This type of arrangement is infinitely more useful and versatile than a trough. It can be built to suit the tools you use most often and can hold a surprising number of tools at the ready. 
From "The Practical Woodworker" by Bernard E. Jones.


----------



## fritzer1210

I saw a YOUTUBE with Tommy Mac and his partner building a workbench. Although Tommy's bench has a well, his partner regretted his and added a removable cover over the cavity. Cosman has a video where he added a well to a bench as an after thought.

Personally, I would not have a well for the reasons already stated. I do have a rollable cabinet with draws that has a top surface that acts as a place to temporarily place tools in use. The most important aspect of the top surface is to have a lip around its perimeter to prevent roll off.

Best wishes


----------



## controlfreak

> This type of arrangement is infinitely more useful and versatile than a trough. It can be built to suit the tools you use most often and can hold a surprising number of tools at the ready.
> From "The Practical Woodworker" by Bernard E. Jones.
> 
> - Bearcontrare


A bench with a raised back would drive me insane, it would always get in the way. I prefer a flat surface with a tool well or not. A wall mounted tool cabinet behind me could work though.


----------



## pottz

im for no tool well,just fills with saw dust and collects crap.for the way i work it would serve no useful purpose.


----------



## DevinT

After hearing all the opinions on tool wells-and as an aside, my current workbench has 3 wells which are small, one for pencils and two separate ones for screws-I am thinking how I will design my tool well to avoid the issues stated (I am team tool well, but I want to avoid landing on "regret island") ...

A split-top Roubo with a lower lip to hold pencils and block planes and a removable shallow ramped tool well to fill the split top but the insert to fill the split top can be flipped-over to make a flush surface. That way I can have my cake and eat it too. One work bench, one insert with two functions, making three possibilities-open split, closed split, and tool well. Then I would also have the short lip at my hip for quick access to rulers, block planes, pencils, chisels, etc.

I really really like the little shallow cups on my current workbench to keep pencils and screws below the working surface. In my shop, if something hits the floor, it's Murphy's law that it will roll under something never to be seen again.


----------



## MrRon

To have or not to have depends on how neat a woodworker you are. If neat, then have a tray and if not then no tray.


----------



## Sylvain

> 2. Every screw, nut, bolt, small tool or small tool parts all roll into the tool well. This means that they will ultimately get sucked up in the magnificent Shop Vac, which means they have to be fished out of the dirt in the tank. That is not condusive to efficent work in the shop. Even if not, you spend a lot of time looking for them under the debris.
> 
> - Bearcontrare


Maybe invest in one of those magnetic bowls to put screws, nuts and bolts to avoid them being sucked by the vacuum cleaner.
Otherwise a magnet (a big old woofer magnet in a plastic sleeve) might help to fish parts out of the dirt. It might also be useful when such things fall in the shavings on the ground.

+1 MrRon 
I still have to discipline myself.


----------



## DevinT

I second that … I love those little bowls. I bought a 2-pack from Husky. Very very handy and when I'm not using them they just magnetically adhere to one of the steel posts on my work shelves.

## Extracted records
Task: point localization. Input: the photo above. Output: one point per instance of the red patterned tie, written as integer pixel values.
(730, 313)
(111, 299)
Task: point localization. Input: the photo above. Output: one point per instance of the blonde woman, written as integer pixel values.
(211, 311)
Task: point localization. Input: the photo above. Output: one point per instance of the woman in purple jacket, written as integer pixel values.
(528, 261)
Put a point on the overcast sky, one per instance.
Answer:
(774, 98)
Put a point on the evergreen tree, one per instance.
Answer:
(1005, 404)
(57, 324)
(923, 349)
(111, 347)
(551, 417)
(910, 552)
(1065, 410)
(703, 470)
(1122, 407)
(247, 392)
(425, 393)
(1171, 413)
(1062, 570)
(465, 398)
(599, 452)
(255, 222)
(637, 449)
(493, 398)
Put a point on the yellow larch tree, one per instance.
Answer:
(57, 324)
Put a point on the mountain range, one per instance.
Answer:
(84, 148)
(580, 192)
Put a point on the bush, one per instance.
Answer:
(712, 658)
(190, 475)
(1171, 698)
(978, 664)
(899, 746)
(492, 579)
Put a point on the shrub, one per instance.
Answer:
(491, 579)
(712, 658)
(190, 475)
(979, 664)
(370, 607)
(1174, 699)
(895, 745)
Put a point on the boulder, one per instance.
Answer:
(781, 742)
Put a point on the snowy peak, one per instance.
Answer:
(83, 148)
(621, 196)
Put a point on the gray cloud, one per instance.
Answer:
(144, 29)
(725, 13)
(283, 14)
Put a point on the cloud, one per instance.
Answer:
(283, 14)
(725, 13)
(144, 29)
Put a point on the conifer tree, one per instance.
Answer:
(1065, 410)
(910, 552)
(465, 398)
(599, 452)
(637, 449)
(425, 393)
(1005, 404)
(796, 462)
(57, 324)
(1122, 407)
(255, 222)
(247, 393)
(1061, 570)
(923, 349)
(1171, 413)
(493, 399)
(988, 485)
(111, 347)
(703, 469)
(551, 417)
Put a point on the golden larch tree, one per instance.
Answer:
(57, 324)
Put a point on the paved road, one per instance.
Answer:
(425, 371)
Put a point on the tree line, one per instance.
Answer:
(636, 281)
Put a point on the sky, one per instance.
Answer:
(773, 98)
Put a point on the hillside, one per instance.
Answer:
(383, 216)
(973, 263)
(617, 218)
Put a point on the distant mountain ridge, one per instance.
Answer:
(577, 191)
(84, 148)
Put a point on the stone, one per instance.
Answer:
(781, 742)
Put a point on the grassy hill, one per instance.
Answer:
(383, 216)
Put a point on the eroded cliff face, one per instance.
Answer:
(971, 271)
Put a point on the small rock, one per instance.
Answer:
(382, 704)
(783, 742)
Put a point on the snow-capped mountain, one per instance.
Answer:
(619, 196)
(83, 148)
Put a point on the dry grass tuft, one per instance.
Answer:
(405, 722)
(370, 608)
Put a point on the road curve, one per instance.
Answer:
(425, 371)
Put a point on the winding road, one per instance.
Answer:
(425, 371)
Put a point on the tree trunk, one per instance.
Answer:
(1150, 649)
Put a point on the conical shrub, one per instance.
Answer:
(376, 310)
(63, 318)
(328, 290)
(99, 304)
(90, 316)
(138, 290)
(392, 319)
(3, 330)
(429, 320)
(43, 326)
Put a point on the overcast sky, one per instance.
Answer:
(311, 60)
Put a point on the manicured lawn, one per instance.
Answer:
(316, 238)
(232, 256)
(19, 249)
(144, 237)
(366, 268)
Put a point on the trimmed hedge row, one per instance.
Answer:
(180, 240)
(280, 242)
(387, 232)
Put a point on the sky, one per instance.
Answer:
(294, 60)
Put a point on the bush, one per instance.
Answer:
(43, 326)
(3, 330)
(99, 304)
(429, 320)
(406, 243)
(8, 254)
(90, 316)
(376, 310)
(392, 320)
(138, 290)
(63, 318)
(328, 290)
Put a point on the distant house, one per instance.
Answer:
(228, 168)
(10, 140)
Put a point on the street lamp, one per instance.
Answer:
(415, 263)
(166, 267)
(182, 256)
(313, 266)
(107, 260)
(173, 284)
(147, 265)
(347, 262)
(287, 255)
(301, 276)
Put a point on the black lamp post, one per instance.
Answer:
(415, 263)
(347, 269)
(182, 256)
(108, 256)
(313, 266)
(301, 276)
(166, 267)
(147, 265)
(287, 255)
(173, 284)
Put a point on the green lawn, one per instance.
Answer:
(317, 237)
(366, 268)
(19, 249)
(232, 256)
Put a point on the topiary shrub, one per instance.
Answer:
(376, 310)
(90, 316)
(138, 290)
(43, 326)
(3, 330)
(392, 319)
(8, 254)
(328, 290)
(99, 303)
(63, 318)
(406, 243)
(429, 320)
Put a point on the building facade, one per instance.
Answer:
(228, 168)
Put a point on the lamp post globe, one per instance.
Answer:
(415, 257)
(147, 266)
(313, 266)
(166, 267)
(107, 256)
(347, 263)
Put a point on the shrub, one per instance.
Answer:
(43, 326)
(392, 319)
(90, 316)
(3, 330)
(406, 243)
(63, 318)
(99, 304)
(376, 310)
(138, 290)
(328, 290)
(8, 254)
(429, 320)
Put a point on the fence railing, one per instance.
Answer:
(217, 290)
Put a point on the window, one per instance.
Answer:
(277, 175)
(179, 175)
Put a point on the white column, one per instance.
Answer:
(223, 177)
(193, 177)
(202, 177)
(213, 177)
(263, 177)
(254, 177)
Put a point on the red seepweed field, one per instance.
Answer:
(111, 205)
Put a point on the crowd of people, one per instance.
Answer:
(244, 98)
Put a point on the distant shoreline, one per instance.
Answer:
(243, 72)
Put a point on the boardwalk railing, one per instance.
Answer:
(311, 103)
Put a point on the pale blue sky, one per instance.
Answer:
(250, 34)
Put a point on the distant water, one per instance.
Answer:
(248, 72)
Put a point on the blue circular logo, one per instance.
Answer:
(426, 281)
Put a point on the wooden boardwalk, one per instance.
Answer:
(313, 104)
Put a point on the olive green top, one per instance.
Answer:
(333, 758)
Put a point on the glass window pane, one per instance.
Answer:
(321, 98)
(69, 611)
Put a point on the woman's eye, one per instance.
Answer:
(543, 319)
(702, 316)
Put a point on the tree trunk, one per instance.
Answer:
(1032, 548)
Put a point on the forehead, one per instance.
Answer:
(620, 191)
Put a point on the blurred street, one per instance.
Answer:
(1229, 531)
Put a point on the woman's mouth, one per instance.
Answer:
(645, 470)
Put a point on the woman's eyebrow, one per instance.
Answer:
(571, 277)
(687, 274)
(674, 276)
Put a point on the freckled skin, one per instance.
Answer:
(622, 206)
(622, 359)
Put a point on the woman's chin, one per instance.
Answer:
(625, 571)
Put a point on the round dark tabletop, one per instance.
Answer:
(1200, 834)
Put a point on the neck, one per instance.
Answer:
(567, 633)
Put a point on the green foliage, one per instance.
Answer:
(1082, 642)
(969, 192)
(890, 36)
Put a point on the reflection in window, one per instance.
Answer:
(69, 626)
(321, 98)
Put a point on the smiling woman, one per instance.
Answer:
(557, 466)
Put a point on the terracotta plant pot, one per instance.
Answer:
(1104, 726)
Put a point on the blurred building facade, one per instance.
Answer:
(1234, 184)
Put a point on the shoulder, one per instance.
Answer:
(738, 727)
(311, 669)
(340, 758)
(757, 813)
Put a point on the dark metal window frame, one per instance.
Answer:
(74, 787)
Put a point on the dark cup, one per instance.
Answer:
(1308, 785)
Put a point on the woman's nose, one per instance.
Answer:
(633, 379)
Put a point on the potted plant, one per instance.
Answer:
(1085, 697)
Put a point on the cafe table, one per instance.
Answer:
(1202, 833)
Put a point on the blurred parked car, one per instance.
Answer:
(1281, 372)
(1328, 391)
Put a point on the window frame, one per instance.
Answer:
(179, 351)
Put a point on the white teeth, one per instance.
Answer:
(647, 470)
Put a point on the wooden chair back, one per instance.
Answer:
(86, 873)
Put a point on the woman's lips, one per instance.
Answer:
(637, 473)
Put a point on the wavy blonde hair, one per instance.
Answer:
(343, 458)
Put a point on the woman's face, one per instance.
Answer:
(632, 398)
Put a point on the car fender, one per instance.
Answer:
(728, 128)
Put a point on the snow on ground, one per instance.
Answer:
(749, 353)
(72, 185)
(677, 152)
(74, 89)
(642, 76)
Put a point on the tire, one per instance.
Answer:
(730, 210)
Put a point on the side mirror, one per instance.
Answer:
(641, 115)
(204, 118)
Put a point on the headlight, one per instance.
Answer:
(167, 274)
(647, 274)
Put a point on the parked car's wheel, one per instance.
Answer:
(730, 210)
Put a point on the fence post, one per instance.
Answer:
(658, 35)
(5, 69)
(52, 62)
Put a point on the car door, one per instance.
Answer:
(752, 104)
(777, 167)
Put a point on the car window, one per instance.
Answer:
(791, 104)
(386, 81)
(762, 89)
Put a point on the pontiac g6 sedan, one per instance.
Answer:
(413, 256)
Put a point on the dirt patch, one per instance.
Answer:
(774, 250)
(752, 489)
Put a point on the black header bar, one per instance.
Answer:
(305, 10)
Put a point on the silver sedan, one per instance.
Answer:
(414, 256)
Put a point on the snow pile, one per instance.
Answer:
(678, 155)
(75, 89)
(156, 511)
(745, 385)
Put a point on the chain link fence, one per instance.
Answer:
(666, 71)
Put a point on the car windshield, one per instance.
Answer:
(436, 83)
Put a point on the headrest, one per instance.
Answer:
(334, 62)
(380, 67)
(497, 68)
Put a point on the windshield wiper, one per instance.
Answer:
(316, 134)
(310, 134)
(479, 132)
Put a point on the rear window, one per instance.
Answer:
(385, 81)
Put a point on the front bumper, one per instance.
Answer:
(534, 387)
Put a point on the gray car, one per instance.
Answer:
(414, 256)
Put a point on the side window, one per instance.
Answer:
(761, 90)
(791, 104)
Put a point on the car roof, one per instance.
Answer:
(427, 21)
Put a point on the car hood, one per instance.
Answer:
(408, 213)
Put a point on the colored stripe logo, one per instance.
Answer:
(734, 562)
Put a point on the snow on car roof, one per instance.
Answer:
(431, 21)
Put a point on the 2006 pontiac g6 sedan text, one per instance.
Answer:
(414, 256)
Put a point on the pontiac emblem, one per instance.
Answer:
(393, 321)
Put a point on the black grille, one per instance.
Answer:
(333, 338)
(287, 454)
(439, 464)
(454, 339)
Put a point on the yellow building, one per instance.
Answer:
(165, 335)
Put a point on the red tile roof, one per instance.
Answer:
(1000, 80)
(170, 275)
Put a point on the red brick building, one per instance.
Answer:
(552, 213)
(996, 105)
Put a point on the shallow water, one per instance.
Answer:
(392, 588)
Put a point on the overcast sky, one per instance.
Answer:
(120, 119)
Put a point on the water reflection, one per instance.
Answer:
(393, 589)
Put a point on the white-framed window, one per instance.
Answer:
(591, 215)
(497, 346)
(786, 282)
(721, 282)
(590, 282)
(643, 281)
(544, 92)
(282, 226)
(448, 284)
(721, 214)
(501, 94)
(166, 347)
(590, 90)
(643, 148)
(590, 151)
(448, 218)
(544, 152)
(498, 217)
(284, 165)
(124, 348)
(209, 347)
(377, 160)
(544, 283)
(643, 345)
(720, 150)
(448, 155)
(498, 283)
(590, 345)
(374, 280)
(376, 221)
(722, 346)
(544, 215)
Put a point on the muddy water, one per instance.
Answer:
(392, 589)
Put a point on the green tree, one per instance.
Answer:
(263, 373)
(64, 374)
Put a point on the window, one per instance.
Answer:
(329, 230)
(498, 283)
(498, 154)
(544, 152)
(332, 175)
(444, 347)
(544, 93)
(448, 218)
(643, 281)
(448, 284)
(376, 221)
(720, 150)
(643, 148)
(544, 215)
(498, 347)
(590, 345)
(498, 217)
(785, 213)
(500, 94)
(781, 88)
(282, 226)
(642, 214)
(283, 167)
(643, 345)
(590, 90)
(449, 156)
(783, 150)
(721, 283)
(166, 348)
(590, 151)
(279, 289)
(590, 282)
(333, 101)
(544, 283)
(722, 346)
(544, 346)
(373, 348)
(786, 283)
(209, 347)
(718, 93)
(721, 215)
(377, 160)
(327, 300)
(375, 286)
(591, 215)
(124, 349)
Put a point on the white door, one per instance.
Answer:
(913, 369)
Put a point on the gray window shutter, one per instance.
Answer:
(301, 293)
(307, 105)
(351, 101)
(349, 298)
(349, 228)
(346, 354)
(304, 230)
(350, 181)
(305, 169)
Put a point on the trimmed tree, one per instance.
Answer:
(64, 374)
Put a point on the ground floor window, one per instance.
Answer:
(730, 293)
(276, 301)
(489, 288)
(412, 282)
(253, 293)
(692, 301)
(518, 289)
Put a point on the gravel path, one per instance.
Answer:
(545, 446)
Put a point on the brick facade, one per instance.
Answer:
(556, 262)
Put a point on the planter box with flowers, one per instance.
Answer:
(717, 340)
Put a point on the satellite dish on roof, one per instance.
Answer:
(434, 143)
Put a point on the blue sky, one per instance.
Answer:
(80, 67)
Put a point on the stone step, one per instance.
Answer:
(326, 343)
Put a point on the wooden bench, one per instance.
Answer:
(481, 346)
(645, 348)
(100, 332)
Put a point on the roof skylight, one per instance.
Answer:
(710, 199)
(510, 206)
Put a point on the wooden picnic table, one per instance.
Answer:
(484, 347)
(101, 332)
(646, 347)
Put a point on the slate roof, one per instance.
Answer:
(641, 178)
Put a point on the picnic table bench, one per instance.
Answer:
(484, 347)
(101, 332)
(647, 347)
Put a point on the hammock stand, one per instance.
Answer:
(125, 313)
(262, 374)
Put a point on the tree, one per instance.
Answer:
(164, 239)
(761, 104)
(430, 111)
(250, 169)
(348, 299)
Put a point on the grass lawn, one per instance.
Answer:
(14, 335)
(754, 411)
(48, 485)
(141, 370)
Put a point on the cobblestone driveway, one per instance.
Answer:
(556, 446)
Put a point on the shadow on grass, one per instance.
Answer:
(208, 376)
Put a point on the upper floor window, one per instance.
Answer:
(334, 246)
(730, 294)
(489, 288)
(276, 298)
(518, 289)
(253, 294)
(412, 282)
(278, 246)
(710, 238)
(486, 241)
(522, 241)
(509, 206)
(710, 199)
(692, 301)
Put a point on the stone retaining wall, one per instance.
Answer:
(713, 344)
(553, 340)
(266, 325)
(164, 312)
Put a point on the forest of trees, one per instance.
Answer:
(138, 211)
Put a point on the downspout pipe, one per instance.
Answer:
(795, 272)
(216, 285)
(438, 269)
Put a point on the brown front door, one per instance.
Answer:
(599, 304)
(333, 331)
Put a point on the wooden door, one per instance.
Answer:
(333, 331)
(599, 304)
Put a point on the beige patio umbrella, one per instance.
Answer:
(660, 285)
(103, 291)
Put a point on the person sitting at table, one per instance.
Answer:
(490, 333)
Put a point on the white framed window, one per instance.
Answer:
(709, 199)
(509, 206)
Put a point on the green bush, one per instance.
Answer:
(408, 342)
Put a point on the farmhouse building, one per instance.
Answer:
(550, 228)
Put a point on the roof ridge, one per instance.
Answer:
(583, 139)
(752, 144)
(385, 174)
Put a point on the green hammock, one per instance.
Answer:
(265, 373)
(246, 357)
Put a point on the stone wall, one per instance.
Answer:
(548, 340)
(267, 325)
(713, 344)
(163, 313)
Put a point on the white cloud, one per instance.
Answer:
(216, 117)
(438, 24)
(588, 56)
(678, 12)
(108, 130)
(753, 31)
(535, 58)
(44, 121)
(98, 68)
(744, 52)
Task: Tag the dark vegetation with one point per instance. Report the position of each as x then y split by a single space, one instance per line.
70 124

## Complete the following
1: Answer these questions about the workbench tool well discussion:
(a) What did Tommy Mac's partner add over the well on his bench?
(b) What are the three small wells on DevinT's current workbench used for?
(c) From which brand did DevinT buy the magnetic bowls, and how many came in the pack?
2: Pick up the workbench tool well discussion after its last sentence and keep writing it.
The data is separate material and has nothing to do with the workbench discussion.

## Per-task answers
1:
(a) A removable cover over the cavity.
(b) One holds pencils and the other two hold screws.
(c) Husky, in a 2-pack.

2:
----------



## DevinT

My second WORX Pegasus arrived yesterday. I don't yet have a work-bench (as previously stated) in the traditional sense, but rather I take the Pegasus and put various tops on it. Now that I have two of them, I can link them together (a feature it supports-no pun intended) to double my work surface. This was needed for a really large piece I am working on which was much larger than a single Pegasus.

Just mentioning it here because the Pegasus has built-in wells though I would struggle to call them "tool wells"-and this is where I get my love of tool wells from (*yes, despite not yet having a proper workbench like a Sjoberg, Moravian knock-down, split-top Roubo, or Scandinavian-all designs I have considered).

No, I'm not pushing my opinion, I actually think MrRon put it very well.

+1 MrRon


----------



## MakeThings

A tool well is a quick place for me to dump all my tools. I would, unfortunately, abuse it. Not for me.


----------



## bandit571

hmmmm…









One…Tool Wells do NOT have to be so wide and deep that you would have to station Lassie nearby, in case Timmie should happen to fall in…

Bench Clutter?









Hey….compost happens, alright. I do use an airhose to blow the loose stuff out….now and then….I look at shavings in the tool well as merely cushions to keep any banging around down there to a minimum .

Airhose? Well…how many tools do you think can been flown with a puff of air…..however, shavings and sawdust will fly away with ease.

Also…I have a way to prevent chisels and screwdrivers from just rolling off the top of the bench,,,dogholes work great. Chisel too wide for the doghole? Tain't gonna roll, anyway….when the blade is wider than the handle.

IF round items want to roll off the top of the bench…..level the dang thing. Not enough for it to be "flat" on top..it also NEEDS to sit level. 









Plenty of room…


----------



## DevinT

> One…Tool Wells do NOT have to be so wide and deep that you would have to station Lassie nearby, in case Timmie should happen to fall in…


----------



## MrRon

I have had a bench with a tool trough along the back. It kept filling up with chips tools and screws and anything that would fit. Being un-neat, the next bench I made eliminated the tool trough. The type of work you do also dictates tray or no tray. Pictures posted on this thread show a cluttered bench and limited work space. I think a bench should be as big as possible and that there should be places to place tools not being used. A small auxiliary bench with drawers can be used to hold tools and kept near the main bench so as to eliminate clutter. That is how my work space is organized. It works pretty well for me. When I start a project, I clean off the bench and put everything away. By the end of the project, the bench is cluttered and stays that way until the next project.

I know this thread may sound contradictory, but there are too many pros and cons. One bench doesn't fit all.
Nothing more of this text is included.